Task requirements.
Gather every line in the records below that contains the word "positive", and list those lines.

[Collected data]
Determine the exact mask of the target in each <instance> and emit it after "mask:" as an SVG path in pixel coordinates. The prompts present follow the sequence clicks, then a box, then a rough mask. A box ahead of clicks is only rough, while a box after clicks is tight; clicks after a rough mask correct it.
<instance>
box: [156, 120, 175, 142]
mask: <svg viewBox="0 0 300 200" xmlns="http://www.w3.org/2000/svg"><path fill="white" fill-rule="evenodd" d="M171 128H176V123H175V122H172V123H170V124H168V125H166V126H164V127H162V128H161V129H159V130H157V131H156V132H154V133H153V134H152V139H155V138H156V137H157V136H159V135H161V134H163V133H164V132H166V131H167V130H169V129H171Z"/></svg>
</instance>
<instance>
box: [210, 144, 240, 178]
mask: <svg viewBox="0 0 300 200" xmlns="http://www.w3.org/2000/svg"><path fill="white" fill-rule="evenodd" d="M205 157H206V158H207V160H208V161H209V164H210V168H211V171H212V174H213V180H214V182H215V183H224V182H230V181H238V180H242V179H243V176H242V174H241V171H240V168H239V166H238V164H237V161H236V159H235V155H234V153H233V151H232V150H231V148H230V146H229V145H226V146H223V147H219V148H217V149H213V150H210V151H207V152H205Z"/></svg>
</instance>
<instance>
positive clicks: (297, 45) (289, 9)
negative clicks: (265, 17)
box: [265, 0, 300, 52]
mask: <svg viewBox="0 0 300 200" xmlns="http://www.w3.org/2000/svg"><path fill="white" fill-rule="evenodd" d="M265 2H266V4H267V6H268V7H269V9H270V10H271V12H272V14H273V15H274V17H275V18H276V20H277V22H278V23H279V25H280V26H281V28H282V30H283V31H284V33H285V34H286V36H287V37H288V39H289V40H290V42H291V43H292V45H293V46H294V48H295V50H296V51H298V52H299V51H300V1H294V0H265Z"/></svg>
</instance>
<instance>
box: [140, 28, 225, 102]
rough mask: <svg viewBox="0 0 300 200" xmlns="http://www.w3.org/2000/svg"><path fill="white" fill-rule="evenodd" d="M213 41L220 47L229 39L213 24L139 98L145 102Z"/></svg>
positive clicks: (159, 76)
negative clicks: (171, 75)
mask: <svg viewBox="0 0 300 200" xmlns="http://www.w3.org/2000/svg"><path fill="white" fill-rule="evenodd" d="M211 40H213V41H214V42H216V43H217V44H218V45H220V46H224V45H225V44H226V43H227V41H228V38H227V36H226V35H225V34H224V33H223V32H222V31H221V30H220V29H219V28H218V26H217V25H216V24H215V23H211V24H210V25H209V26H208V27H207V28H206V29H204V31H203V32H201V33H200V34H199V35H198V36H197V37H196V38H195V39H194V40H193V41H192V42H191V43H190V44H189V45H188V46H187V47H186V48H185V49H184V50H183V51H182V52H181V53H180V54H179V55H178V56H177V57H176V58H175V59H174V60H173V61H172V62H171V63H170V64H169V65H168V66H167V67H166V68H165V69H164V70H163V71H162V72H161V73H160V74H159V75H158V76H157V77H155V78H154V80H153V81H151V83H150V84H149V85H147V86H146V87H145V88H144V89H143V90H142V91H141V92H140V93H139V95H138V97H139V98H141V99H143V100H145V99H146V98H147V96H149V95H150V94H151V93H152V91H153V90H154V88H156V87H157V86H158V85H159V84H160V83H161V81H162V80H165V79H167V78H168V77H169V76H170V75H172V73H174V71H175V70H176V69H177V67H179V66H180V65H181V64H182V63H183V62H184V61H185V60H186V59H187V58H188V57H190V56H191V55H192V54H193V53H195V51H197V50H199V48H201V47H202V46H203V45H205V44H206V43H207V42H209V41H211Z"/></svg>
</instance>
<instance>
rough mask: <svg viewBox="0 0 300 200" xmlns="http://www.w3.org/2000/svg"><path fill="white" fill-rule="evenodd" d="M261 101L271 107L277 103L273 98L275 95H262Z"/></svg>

Solution.
positive clicks: (297, 45) (289, 9)
positive clicks: (159, 76)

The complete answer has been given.